[Collected data entries]
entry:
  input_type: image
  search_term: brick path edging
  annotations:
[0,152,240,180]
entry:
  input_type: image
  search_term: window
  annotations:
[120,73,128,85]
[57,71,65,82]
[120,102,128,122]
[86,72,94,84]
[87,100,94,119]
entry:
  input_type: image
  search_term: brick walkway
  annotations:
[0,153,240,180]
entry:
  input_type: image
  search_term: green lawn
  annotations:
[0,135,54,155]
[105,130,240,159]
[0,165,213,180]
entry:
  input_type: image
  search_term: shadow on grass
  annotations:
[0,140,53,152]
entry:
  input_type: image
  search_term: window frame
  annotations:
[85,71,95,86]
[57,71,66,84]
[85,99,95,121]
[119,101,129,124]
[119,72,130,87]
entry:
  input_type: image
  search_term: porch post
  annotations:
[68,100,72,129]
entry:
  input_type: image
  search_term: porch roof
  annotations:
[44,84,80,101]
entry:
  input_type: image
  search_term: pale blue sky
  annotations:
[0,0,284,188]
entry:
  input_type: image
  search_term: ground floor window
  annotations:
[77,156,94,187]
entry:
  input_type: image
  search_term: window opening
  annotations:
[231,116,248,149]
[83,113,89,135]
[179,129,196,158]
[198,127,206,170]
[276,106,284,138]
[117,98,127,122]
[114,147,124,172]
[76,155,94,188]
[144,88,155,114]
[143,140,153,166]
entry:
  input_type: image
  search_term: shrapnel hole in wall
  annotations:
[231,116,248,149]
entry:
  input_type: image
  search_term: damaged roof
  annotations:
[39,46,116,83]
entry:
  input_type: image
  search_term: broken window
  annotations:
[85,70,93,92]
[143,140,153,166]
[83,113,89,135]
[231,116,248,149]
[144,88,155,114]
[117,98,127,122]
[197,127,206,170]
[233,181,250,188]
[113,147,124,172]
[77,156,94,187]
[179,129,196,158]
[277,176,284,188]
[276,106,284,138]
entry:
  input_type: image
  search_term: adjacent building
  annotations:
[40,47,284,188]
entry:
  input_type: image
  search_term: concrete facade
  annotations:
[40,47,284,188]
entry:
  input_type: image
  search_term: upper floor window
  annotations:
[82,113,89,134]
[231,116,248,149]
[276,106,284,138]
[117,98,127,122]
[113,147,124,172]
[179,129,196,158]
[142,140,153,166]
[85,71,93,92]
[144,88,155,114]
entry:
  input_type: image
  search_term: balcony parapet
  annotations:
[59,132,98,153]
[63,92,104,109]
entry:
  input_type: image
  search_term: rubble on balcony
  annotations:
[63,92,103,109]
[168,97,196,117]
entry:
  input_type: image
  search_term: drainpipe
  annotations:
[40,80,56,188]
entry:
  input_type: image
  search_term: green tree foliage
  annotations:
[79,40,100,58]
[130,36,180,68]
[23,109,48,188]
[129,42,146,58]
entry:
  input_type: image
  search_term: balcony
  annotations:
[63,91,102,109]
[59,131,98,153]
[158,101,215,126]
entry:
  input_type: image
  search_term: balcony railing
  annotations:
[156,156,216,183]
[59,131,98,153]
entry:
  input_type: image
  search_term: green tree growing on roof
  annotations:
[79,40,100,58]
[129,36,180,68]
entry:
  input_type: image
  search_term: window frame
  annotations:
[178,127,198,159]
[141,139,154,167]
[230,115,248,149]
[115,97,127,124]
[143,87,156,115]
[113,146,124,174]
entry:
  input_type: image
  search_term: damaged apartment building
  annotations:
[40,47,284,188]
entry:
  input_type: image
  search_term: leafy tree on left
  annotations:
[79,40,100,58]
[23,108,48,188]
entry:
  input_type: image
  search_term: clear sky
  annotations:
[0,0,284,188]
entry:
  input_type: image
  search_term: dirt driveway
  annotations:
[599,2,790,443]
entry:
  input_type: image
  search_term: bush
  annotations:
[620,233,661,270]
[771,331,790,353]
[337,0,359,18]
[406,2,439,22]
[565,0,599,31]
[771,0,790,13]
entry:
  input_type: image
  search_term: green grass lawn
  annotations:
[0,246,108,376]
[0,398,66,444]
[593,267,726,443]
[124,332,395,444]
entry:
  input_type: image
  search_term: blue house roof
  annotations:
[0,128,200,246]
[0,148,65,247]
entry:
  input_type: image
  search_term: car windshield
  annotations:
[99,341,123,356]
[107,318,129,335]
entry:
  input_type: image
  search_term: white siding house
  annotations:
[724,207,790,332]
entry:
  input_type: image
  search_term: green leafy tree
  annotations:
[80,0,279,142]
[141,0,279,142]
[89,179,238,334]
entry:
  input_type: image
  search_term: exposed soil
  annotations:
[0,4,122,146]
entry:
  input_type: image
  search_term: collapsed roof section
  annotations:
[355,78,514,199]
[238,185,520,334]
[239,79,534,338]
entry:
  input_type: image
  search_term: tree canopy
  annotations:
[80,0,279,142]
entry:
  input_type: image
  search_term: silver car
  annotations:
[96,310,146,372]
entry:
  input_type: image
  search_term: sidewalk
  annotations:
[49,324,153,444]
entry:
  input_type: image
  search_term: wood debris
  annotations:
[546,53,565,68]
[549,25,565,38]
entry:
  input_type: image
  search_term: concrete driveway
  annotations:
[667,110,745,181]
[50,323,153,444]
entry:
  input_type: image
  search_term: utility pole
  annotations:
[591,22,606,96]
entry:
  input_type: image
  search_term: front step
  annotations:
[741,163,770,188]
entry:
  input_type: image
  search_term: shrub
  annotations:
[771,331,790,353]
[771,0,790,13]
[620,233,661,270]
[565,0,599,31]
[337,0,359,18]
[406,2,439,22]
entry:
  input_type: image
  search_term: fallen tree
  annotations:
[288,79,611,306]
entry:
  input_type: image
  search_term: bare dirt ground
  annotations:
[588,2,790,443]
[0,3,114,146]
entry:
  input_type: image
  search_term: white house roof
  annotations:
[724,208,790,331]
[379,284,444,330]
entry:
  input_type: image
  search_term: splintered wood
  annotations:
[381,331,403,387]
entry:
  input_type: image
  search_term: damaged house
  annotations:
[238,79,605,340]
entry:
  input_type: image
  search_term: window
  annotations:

[The exercise]
Write out the entire listing above again, unchanged and complete.

[Completed task]
entry:
  input_type: image
  search_term: brick path edging
  annotations:
[0,152,240,180]
entry:
  input_type: image
  search_term: window
  annotations:
[120,73,128,85]
[57,71,65,82]
[120,102,128,122]
[86,72,94,84]
[87,100,94,119]
entry:
  input_type: image
  search_term: brick walkway
  annotations:
[0,153,240,180]
entry:
  input_type: image
  search_term: green lawn
  annotations:
[0,135,54,155]
[105,130,240,159]
[0,165,213,180]
entry:
  input_type: image
  search_term: shadow on grass
  annotations:
[0,140,53,152]
entry:
  input_type: image
  search_term: window frame
  annotations:
[85,71,95,86]
[57,71,66,84]
[85,99,95,121]
[119,101,129,124]
[119,72,130,87]
entry:
  input_type: image
  search_term: porch post
  annotations:
[68,100,72,129]
entry:
  input_type: image
  search_term: porch roof
  annotations:
[44,84,80,101]
entry:
  input_type: image
  search_term: pale blue sky
  annotations:
[0,0,284,188]
entry:
  input_type: image
  search_term: ground floor window
  annotations:
[77,156,94,187]
entry:
  input_type: image
  search_term: window opening
  annotations:
[231,116,248,149]
[83,113,89,135]
[179,129,196,158]
[198,127,206,170]
[276,106,284,138]
[117,98,127,122]
[114,147,124,172]
[76,155,94,188]
[144,88,155,114]
[143,140,153,166]
entry:
  input_type: image
  search_term: shrapnel hole in wall
  annotations:
[231,116,248,149]
entry:
  input_type: image
  search_term: damaged roof
  annotations:
[39,46,116,83]
entry:
  input_type: image
  search_term: broken window
  annotations:
[85,70,93,92]
[143,140,153,166]
[83,113,89,135]
[231,116,248,149]
[144,88,155,114]
[117,98,127,122]
[197,127,206,170]
[233,181,250,188]
[113,147,124,172]
[77,156,94,187]
[179,129,196,158]
[277,176,284,188]
[276,106,284,138]
entry:
  input_type: image
  search_term: adjacent building
  annotations:
[40,47,284,188]
entry:
  input_type: image
  search_term: concrete facade
  annotations:
[40,47,284,188]
entry:
  input_type: image
  search_term: upper floor window
  annotations:
[82,113,89,134]
[231,116,248,149]
[276,106,284,138]
[117,98,127,122]
[113,147,124,172]
[179,129,196,158]
[142,140,153,166]
[85,71,93,92]
[144,88,155,114]
entry:
  input_type: image
  search_term: balcony parapet
  annotations:
[59,132,98,153]
[63,92,104,109]
entry:
  input_type: image
  search_term: rubble on balcony
  annotations:
[63,92,103,109]
[168,97,196,117]
entry:
  input_type: image
  search_term: drainpipe
  annotations:
[40,80,56,188]
entry:
  input_type: image
  search_term: green tree foliage
  annotations:
[79,40,100,58]
[130,36,180,68]
[23,109,48,188]
[129,42,146,58]
entry:
  input_type: image
  search_term: balcony
  annotations:
[63,91,102,109]
[59,131,98,153]
[158,101,215,126]
entry:
  input_type: image
  search_term: balcony railing
  annotations:
[156,156,216,183]
[59,131,98,153]
entry:
  input_type: image
  search_term: green tree growing on roof
  annotations:
[79,40,100,58]
[129,36,180,68]
entry:
  input_type: image
  search_term: window frame
  annotations:
[178,127,198,159]
[141,139,154,167]
[230,115,248,149]
[115,97,127,124]
[143,87,156,115]
[113,146,124,174]
entry:
  input_type: image
  search_term: damaged apartment building
  annotations:
[40,47,284,188]
entry:
  input_type: image
  search_term: leafy tree on left
  annotations:
[79,40,100,58]
[23,108,48,188]
entry:
  input_type: image
  search_term: clear sky
  annotations:
[0,0,284,188]
entry:
  input_type: image
  search_term: dirt driveway
  annotations:
[599,2,790,443]
entry:
  input_type: image
  search_term: bush
  annotations:
[620,233,661,270]
[771,331,790,353]
[337,0,359,18]
[406,2,439,22]
[565,0,599,31]
[771,0,790,13]
entry:
  input_type: image
  search_term: green grass lawn
  annotations:
[0,246,108,376]
[0,398,66,444]
[593,267,726,443]
[124,332,395,444]
entry:
  input_type: image
  search_term: blue house roof
  annotations:
[0,128,200,246]
[0,148,65,247]
entry:
  input_type: image
  search_term: car windshield
  annotations:
[99,341,123,356]
[107,318,129,335]
entry:
  input_type: image
  search_term: white siding house
  annotations:
[724,207,790,332]
entry:
  input_type: image
  search_term: green leafy tree
  annotations:
[80,0,279,142]
[141,0,279,142]
[89,179,238,334]
entry:
  input_type: image
  search_term: exposed soil
  annotations:
[0,4,122,146]
entry:
  input_type: image
  search_term: collapsed roof section
  annotations:
[355,78,514,199]
[238,185,520,334]
[239,79,534,338]
entry:
  input_type: image
  search_term: tree canopy
  annotations:
[80,0,279,142]
entry:
  input_type: image
  search_term: silver car
  annotations:
[96,310,146,372]
entry:
  input_type: image
  search_term: sidewalk
  annotations:
[49,324,153,444]
entry:
  input_type: image
  search_term: wood debris
  annotations:
[546,53,565,68]
[549,25,565,38]
entry:
  input_type: image
  search_term: concrete driveway
  annotations:
[667,110,745,181]
[50,323,153,444]
entry:
  input_type: image
  search_term: utility pole
  annotations:
[591,22,606,96]
entry:
  input_type: image
  search_term: front step
  annotations:
[741,163,770,188]
entry:
  input_type: image
  search_term: shrub
  annotations:
[771,331,790,353]
[771,0,790,13]
[620,233,661,270]
[565,0,599,31]
[337,0,359,18]
[406,2,439,22]
entry:
  input_type: image
  search_term: fallen tree
  annotations:
[288,79,611,306]
entry:
  input_type: image
  search_term: bare dirt ground
  annotations:
[588,2,790,443]
[0,3,114,146]
entry:
  input_type: image
  search_term: white house roof
  annotations:
[724,208,790,331]
[379,284,444,330]
entry:
  input_type: image
  search_term: splintered wood
  annotations:
[381,331,403,387]
entry:
  input_type: image
  search_term: damaged house
  annotations:
[238,79,605,340]
entry:
  input_type: image
  search_term: window
  annotations:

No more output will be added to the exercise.